Required action :: Scan the entries below and return each line that contains "reflection".

Source data START

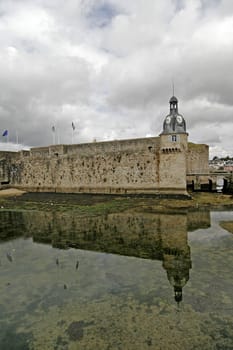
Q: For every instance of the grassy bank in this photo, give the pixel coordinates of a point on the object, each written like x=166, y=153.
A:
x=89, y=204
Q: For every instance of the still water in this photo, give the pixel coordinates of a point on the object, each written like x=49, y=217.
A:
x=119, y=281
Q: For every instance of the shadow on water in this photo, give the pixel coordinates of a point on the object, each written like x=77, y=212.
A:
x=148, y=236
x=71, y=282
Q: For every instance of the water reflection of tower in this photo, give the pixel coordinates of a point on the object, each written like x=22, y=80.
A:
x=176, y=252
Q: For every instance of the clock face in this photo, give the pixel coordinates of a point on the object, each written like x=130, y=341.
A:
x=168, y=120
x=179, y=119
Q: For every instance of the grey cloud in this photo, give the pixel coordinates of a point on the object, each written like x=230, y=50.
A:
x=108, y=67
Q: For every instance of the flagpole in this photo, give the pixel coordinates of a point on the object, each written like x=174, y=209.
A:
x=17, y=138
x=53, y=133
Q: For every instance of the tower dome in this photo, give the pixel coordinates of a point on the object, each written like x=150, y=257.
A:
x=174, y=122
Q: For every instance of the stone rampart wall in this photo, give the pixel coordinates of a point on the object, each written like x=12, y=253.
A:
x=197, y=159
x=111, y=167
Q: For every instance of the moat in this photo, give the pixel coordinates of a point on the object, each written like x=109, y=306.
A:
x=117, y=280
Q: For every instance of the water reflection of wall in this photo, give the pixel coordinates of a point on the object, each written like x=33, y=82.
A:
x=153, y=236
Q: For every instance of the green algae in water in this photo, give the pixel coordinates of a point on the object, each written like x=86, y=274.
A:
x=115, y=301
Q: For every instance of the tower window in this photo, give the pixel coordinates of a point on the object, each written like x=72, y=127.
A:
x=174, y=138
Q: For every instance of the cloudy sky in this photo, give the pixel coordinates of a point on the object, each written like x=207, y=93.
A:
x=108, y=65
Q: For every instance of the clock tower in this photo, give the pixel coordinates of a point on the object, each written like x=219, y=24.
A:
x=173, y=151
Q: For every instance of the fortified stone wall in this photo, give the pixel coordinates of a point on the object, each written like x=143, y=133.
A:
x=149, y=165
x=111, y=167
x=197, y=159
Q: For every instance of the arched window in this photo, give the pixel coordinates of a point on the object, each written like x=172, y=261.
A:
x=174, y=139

Source data END
Source data START

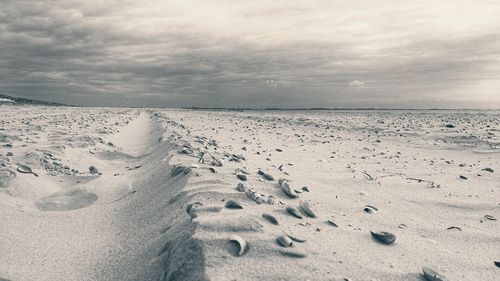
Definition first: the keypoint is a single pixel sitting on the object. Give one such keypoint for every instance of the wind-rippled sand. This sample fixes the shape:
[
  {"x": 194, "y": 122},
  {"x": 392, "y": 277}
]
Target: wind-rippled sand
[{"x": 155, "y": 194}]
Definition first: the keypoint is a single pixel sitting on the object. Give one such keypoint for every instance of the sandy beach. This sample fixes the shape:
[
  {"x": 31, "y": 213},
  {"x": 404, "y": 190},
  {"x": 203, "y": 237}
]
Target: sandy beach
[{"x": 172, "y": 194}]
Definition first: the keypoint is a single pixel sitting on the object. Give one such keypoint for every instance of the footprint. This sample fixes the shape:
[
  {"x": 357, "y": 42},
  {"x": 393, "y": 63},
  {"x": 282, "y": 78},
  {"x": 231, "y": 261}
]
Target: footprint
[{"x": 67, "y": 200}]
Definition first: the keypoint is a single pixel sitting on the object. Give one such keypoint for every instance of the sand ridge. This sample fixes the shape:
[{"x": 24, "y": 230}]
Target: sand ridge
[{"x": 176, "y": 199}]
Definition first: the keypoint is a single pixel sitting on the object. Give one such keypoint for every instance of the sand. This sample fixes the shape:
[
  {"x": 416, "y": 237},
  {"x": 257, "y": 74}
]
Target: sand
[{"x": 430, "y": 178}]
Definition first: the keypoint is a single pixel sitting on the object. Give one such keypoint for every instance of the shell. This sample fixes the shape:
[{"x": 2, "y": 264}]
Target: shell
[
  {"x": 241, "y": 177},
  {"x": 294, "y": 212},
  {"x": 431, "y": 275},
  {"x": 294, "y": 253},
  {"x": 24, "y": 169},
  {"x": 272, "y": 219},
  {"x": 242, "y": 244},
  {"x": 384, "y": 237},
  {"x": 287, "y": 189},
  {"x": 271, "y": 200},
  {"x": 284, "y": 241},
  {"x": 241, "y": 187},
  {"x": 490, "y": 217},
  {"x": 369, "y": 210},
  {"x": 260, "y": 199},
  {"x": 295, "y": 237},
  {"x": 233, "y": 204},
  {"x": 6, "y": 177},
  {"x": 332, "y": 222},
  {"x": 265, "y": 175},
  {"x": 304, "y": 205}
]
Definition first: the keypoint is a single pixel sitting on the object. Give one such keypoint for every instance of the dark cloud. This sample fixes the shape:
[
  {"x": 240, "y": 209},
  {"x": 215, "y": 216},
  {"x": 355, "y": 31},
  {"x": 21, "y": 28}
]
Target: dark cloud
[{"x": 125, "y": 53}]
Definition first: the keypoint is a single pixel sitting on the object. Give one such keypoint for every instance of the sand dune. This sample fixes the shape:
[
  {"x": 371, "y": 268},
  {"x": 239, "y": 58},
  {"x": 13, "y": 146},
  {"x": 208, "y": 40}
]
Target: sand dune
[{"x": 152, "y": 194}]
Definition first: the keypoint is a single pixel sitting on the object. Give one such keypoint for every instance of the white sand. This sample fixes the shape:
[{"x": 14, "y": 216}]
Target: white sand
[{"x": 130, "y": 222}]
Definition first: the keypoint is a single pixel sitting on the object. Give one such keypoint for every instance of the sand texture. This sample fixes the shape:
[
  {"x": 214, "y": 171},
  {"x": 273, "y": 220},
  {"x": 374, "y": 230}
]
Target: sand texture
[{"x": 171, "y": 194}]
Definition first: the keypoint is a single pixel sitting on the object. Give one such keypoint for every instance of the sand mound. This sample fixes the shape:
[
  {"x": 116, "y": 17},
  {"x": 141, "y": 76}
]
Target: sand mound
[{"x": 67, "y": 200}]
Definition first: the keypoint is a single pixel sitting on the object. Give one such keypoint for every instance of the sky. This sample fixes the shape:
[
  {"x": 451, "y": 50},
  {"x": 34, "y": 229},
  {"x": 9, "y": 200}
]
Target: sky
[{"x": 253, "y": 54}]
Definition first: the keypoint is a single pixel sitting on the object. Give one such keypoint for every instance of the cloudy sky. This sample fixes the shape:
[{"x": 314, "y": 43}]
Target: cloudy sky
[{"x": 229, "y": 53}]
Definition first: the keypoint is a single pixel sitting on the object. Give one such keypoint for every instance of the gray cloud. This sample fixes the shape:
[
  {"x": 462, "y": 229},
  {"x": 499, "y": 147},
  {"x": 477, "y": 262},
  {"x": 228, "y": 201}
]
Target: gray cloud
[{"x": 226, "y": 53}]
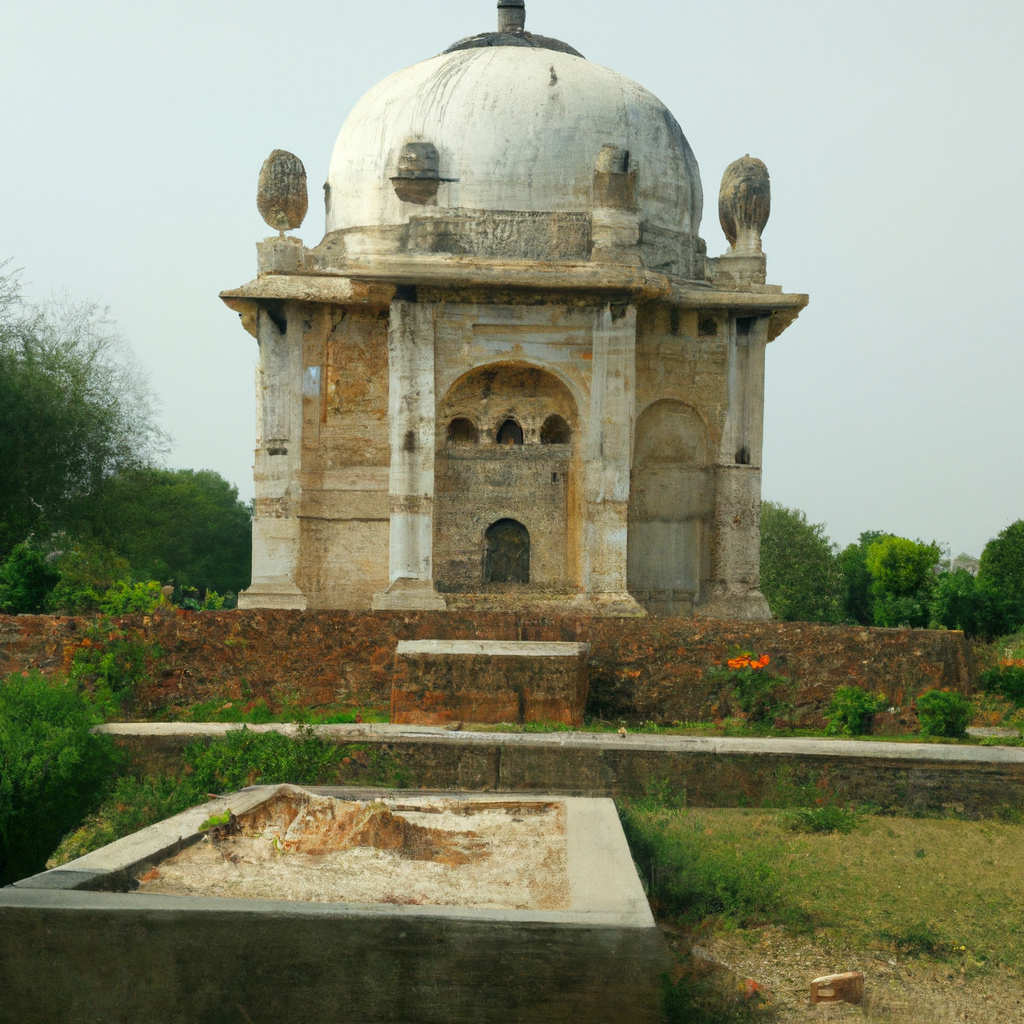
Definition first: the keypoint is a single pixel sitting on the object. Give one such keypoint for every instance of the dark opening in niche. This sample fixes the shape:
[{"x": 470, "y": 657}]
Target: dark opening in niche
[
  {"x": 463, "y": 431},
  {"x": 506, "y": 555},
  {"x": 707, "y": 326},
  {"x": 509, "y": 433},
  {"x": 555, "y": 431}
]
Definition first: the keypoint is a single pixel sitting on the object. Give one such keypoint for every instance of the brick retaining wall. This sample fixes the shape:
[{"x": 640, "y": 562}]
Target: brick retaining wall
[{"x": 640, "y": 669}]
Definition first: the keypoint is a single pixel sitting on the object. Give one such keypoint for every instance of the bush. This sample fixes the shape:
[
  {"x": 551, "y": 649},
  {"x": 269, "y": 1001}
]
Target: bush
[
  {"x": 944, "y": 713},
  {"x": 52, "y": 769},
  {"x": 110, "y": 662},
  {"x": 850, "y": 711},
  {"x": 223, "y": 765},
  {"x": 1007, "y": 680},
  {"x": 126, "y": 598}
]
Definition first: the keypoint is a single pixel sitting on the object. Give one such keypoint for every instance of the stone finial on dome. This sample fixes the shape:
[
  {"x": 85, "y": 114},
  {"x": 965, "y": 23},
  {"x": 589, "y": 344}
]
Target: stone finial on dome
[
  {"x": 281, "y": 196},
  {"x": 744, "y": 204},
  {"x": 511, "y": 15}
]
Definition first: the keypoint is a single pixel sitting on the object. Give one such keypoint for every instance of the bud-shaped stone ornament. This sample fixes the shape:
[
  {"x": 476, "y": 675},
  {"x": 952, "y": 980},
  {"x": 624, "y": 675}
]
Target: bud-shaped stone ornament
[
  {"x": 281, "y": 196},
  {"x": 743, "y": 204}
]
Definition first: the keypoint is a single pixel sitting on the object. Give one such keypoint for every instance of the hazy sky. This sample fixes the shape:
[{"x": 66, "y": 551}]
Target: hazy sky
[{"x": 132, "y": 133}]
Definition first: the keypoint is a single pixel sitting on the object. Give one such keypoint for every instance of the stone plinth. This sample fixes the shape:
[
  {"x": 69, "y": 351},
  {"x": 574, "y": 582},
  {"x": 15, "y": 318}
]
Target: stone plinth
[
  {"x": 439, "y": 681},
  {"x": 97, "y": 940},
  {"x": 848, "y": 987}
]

Source data END
Source data START

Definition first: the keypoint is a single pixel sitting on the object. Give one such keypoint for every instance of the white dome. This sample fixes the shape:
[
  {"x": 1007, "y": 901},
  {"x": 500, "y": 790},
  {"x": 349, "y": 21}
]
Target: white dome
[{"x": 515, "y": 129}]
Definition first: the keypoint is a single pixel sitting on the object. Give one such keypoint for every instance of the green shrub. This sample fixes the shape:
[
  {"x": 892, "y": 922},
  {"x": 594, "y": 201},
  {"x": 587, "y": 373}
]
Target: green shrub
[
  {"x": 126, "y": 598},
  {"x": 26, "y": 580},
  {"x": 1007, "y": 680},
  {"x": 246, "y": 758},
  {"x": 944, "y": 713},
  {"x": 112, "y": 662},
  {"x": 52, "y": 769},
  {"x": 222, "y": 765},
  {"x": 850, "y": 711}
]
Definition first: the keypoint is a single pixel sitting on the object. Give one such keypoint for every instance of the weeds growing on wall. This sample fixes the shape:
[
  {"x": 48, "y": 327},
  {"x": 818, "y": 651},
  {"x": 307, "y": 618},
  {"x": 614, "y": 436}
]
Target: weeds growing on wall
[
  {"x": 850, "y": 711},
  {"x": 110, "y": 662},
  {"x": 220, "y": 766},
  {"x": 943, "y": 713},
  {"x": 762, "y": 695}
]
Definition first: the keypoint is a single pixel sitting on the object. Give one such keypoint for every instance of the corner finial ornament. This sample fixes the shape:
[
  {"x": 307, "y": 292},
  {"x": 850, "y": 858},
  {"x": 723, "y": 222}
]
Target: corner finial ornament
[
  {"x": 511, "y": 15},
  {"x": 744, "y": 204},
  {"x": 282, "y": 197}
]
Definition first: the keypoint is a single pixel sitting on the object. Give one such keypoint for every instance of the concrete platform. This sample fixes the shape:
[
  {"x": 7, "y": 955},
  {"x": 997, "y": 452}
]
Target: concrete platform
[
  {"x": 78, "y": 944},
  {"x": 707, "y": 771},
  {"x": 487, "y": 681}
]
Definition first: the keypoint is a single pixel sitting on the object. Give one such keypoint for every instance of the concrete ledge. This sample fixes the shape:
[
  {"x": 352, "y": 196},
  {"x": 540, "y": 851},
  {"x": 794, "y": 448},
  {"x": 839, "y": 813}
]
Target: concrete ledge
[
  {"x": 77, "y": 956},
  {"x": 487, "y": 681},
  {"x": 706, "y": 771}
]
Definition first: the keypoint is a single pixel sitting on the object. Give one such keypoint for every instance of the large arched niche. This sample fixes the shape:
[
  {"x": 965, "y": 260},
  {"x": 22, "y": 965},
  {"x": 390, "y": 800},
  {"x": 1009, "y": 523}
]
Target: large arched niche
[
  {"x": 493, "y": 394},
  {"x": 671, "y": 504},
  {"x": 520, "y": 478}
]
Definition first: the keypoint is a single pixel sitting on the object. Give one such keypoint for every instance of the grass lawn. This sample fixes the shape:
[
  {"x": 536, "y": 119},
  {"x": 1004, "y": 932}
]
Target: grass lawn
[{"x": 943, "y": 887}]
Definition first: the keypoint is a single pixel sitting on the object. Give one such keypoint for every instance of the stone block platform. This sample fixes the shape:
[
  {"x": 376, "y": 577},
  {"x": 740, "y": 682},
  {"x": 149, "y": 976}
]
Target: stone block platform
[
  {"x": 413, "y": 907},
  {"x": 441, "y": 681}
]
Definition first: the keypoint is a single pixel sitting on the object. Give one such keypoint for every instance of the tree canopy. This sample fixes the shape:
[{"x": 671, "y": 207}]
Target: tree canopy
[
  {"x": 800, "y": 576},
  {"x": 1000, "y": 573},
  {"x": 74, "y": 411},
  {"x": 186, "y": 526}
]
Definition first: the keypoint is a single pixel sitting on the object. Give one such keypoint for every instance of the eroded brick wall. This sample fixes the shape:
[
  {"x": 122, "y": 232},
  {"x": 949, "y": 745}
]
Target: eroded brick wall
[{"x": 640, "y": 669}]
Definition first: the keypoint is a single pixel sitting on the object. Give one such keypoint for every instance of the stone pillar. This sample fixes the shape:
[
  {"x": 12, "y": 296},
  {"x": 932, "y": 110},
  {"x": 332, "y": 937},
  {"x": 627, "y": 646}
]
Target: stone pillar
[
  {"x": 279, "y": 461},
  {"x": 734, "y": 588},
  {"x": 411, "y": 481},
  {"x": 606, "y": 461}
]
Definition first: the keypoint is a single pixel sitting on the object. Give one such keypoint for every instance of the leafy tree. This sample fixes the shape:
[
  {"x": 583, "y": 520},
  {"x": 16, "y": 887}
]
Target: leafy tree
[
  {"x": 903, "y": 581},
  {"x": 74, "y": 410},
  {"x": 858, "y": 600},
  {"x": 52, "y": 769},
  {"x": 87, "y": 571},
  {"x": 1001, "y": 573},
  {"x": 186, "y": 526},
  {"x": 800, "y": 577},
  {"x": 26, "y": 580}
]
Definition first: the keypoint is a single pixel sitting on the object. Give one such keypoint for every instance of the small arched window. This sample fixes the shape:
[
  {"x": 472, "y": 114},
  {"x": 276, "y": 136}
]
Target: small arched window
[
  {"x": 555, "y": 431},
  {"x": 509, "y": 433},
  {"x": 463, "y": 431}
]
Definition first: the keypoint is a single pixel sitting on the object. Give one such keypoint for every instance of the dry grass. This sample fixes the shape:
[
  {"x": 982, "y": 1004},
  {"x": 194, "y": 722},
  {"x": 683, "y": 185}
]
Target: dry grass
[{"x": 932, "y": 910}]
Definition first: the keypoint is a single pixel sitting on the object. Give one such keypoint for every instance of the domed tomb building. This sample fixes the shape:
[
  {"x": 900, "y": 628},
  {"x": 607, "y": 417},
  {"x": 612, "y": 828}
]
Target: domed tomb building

Source data END

Result of this exercise ::
Q: For every instance of the water reflection of tower in this photo, give the pixel coordinates of a point on the object, each written like x=22, y=80.
Q: For every instance of the water reflection of wall in this photo, give the pixel coordinates of a point on the object, each written like x=33, y=82.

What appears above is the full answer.